Short task
Collect every line from the items below that contains the word "compound" and copy each one in full. Match case exactly.

Data rows

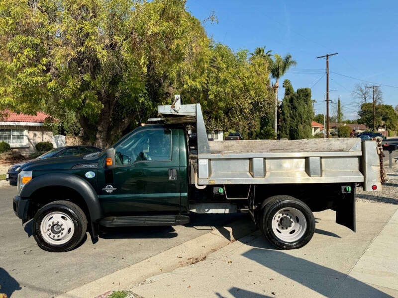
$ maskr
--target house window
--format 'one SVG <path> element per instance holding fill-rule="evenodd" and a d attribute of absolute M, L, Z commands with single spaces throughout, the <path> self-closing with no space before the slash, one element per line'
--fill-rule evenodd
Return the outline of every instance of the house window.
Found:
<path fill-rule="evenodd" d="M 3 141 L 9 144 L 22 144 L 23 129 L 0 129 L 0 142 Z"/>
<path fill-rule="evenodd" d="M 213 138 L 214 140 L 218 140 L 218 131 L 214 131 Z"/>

==

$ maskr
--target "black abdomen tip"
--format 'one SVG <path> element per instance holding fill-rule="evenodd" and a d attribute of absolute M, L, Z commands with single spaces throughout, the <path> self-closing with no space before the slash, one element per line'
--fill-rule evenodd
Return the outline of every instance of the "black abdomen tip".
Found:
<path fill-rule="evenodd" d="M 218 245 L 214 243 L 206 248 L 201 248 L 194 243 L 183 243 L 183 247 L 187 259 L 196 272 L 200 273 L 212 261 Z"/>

* * *

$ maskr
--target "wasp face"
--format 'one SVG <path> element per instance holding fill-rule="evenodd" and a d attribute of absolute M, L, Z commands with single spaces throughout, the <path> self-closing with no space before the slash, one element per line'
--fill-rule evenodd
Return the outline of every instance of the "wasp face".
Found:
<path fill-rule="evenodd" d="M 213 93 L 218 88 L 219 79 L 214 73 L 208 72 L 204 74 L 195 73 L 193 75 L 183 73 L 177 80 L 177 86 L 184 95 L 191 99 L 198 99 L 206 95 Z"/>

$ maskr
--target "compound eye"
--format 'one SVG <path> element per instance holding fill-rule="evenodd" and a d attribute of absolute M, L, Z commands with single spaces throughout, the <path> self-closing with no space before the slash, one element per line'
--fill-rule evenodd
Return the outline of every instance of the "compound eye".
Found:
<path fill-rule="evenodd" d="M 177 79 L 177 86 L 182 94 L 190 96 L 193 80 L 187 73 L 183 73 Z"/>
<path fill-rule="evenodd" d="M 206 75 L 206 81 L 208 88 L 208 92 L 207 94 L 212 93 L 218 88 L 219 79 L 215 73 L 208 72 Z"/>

Task response
--target "compound eye"
Return the outline of every instance of the "compound eye".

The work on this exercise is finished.